#### CONSIGNE ÉCRITE 1:
Répondez aux questions suivantes à partir de l'extrait consacré au film « Sacro GRA » :
(a) Que désigne le sigle GRA ?
(b) Quelle récompense a couronné le documentaire de Gianfranco Rosi ?
(c) En quelle année est sorti « El Sicario Room 164 » ?

#### EXTRAIT DU DOCUMENT:
« Sacro GRA », Sacré Rosi

« Nous ne sommes pas suffisamment préparés pour combattre une telle organisation …et ils parlent entre eux, cette rumeur à un sens synonyme de destruction… » dit le botaniste à l’écoute des insectes mortifères qui envahissent les palmiers qu’il essaie de sauver. Le botaniste ausculte les palmeraies qui poussent en contrebas du GRA, le Grande Raccordo Anulare, le périphérique de Rome où se déversent chaque jour des dizaines de milliers de véhicules engagés dans une course sans fin. Armé de ses instruments scientifiques sophistiqués, fabricant des antidotes, résolu à combattre mais sans illusions et dans une solitude totale, l’homme incarne peut-être la lutte désespérée contre la toute-puissance de la mafia ou l’impuissance face à un berlusconisme toujours rampant ? Peut-être. Il nous parle, en tous cas, de l’Italie contemporaine [[Voir également à ce sujet mon article « Filmer le Vide » dans le prochain numéro de Politique (n° 85) qui sort le 1er mai]] et il est, l’un des personnages clefs du film de Gianfranco Rosi, « Sacro GRA » qui est sorti en salle cette semaine en Belgique.

Gianfranco Rosi, dont le documentaire a été couronné par le dernier Lion d’Or à Venise, est un cinéaste parcimonieux – 5 films en près de 20 ans – mais l’expression « cinéma en immersion » semble avoir été inventée pour lui. Tous ses films sont le résultat d’une longue et profonde (en)quête en personnages. Dans « Below sea level » (2008) ou « El Sicario Room 164 »(2010), qu’il s’agisse d’un tueur à gage mexicain pour le second ou, pour le premier, des marginaux américains exilés dans le désert du Nouveau Mexique, Rosi façonne une relation très particulière avec ceux qu’il filme. Elle n’est pas toujours sans ambiguïtés mais aboutit finalement à l’objectif rêvé de tout documentariste : la « bonne distance » fruit d’une confiance réciproque mais où chacun préserve son indépendance. Le résultat est encore plus frappant avec « Sacro GRA ».

#### CONSIGNE ÉCRITE 2:
Reproduisez à l'identique les lignes des données fournies, de la première jusqu'à celle qui contient « [(100, 70)] », incluse.

#### DONNÉES FOURNIES:
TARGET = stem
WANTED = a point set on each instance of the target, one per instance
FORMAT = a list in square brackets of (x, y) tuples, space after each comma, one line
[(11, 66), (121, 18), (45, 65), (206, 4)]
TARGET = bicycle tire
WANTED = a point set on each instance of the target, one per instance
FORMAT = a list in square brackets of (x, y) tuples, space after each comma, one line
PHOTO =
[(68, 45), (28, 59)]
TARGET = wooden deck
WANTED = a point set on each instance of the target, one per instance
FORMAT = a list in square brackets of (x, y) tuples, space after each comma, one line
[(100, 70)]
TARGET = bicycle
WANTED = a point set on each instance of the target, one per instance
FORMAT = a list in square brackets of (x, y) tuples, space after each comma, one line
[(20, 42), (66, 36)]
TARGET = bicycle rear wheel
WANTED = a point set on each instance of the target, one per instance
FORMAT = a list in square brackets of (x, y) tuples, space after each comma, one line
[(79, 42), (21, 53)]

#### RÉSULTAT 1:
(a) Le Grande Raccordo Anulare, le périphérique de Rome.
(b) Le dernier Lion d'Or à Venise.
(c) En 2010.

#### RÉSULTAT 2:
TARGET = stem
WANTED = a point set on each instance of the target, one per instance
FORMAT = a list in square brackets of (x, y) tuples, space after each comma, one line
[(11, 66), (121, 18), (45, 65), (206, 4)]
TARGET = bicycle tire
WANTED = a point set on each instance of the target, one per instance
FORMAT = a list in square brackets of (x, y) tuples, space after each comma, one line
PHOTO =
[(68, 45), (28, 59)]
TARGET = wooden deck
WANTED = a point set on each instance of the target, one per instance
FORMAT = a list in square brackets of (x, y) tuples, space after each comma, one line
[(100, 70)]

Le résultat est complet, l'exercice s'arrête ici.